Task description >> Omit every picture, then return each line of the data below exactly.

Data extract >>
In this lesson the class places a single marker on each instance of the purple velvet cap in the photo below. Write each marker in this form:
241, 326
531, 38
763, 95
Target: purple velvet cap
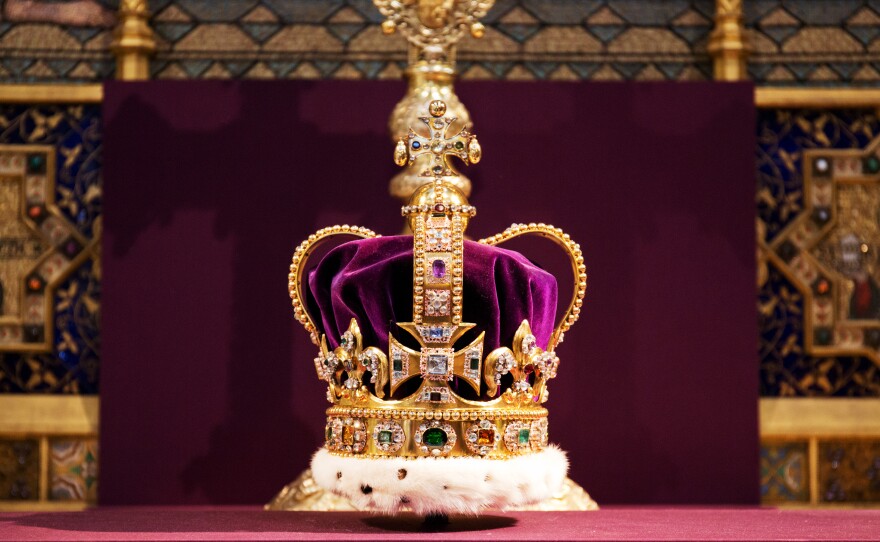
370, 280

Response >>
In this lesson the class places a single marker on each instance of the purple velvet cap in the photo below. Write each marker in this form:
241, 326
531, 38
763, 95
Target: purple velvet cap
370, 280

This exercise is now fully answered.